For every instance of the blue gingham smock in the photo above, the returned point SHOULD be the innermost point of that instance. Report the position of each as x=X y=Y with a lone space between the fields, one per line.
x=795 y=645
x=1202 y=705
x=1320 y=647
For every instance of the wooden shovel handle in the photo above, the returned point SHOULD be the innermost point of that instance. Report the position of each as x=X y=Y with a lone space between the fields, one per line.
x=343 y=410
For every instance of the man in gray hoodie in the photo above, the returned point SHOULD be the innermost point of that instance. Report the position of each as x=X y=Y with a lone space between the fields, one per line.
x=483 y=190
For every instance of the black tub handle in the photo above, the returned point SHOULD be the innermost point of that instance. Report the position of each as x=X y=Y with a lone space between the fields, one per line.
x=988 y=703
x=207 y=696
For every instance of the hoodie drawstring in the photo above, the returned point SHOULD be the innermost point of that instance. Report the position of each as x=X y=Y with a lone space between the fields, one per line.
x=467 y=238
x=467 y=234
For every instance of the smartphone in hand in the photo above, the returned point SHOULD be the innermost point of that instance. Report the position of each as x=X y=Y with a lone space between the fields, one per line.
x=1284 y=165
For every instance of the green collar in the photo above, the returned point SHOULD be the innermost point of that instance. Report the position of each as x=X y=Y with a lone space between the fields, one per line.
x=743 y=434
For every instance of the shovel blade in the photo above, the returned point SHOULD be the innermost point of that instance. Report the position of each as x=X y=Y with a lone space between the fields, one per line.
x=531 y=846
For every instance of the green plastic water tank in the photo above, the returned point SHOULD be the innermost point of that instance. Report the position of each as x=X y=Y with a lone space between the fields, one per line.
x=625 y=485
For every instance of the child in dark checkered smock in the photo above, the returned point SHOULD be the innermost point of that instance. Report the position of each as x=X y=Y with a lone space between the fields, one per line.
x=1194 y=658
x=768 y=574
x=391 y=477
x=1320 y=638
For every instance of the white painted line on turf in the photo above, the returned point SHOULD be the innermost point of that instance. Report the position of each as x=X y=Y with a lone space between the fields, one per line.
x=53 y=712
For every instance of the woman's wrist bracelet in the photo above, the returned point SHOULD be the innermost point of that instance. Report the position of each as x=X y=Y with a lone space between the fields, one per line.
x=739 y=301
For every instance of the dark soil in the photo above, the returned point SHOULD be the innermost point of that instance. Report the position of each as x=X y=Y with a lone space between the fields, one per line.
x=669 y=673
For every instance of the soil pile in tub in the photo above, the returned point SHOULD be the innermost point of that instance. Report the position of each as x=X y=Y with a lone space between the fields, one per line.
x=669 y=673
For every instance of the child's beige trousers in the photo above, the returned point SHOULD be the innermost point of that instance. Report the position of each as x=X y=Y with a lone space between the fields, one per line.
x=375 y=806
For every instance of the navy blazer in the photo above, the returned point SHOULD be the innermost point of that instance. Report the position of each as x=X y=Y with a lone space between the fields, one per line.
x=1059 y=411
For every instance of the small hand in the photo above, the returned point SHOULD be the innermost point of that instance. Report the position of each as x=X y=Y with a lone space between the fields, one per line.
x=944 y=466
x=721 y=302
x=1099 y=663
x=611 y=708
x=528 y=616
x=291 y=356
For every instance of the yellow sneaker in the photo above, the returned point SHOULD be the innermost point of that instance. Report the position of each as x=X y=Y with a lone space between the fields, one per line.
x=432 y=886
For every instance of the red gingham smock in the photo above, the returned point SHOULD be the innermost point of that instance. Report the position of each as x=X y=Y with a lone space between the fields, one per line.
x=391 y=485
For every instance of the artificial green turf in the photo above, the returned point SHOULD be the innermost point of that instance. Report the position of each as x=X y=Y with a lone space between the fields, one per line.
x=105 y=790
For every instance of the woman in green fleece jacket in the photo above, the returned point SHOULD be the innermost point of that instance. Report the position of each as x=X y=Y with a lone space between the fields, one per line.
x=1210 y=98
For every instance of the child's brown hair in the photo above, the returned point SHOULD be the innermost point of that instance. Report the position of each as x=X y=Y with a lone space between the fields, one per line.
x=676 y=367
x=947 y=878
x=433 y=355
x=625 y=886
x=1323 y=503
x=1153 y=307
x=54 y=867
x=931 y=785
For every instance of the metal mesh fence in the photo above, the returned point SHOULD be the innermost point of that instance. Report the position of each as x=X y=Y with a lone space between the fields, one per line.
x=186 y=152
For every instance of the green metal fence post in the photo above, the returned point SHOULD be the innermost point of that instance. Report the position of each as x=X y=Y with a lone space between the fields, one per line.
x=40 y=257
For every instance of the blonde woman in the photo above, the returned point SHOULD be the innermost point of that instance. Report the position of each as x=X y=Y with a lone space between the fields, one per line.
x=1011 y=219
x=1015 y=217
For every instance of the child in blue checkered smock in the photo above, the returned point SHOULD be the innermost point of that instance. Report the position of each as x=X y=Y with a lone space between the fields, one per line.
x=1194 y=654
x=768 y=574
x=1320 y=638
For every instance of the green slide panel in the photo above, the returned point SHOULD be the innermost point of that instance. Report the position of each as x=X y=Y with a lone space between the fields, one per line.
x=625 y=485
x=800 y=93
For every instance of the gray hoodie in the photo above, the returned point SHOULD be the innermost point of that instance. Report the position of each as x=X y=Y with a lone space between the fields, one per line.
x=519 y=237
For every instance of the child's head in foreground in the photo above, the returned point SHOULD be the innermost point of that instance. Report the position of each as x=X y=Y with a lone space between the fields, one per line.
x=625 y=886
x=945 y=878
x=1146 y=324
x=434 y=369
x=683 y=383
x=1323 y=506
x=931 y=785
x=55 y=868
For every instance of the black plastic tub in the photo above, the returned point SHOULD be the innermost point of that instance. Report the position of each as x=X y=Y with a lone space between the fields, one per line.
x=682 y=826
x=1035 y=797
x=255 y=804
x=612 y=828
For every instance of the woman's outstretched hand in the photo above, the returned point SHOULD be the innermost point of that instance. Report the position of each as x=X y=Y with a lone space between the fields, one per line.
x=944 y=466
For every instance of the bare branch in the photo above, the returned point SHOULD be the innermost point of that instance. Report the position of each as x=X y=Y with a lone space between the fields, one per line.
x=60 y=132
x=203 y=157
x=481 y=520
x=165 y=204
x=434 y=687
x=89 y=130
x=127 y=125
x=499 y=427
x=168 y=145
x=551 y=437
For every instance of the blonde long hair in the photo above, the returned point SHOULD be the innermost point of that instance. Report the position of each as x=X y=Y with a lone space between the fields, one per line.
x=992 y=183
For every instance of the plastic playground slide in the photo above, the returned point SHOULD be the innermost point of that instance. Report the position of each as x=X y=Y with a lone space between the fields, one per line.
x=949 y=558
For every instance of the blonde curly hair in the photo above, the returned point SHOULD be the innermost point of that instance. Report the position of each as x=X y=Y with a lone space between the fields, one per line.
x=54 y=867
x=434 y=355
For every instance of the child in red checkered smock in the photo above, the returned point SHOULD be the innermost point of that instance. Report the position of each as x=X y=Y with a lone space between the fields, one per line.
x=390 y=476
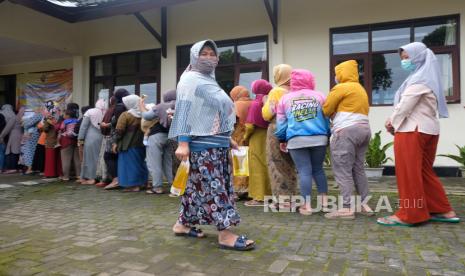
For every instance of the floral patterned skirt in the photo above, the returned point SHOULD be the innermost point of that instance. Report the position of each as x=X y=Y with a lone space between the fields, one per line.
x=209 y=194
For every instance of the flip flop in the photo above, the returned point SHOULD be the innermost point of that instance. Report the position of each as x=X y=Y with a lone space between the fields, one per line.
x=340 y=215
x=239 y=245
x=153 y=192
x=444 y=219
x=392 y=222
x=254 y=203
x=193 y=232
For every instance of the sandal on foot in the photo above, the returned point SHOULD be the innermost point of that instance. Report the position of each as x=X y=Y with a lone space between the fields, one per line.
x=132 y=189
x=111 y=186
x=340 y=215
x=366 y=211
x=388 y=221
x=193 y=232
x=439 y=218
x=239 y=245
x=156 y=191
x=305 y=211
x=254 y=203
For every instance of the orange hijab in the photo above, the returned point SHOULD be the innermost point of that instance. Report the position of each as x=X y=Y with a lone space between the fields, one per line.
x=242 y=101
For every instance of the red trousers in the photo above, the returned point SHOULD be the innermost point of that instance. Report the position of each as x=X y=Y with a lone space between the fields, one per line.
x=52 y=162
x=420 y=191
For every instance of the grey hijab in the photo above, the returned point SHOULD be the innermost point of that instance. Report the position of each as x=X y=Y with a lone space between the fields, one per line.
x=7 y=112
x=427 y=72
x=202 y=107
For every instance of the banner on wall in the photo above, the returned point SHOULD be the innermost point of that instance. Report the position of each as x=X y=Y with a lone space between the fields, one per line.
x=34 y=89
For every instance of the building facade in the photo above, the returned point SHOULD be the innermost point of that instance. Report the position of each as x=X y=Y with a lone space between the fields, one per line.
x=117 y=51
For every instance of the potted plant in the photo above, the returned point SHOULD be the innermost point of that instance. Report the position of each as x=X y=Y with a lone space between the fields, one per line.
x=375 y=156
x=458 y=158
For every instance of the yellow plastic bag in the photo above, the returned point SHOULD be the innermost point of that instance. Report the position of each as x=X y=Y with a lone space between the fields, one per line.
x=241 y=161
x=180 y=180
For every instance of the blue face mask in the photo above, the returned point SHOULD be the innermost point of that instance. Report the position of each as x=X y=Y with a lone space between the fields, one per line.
x=407 y=65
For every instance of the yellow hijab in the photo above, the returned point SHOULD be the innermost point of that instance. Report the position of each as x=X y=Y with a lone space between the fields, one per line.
x=282 y=75
x=242 y=101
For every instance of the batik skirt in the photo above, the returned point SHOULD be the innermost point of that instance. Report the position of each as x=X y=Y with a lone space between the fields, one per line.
x=209 y=195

Exercise instructions:
Reproduce, with nothing changed, the part of the entries above that opens with the line containing "For every instance of the floral" and closes with the line containing "x=209 y=194".

Answer for the task:
For every instance of the floral patterned skirt in the photo above, the returned point SHOULD be the innermost point of that instance. Report the position of each as x=X y=Y with a lone space between the fields, one per line.
x=209 y=194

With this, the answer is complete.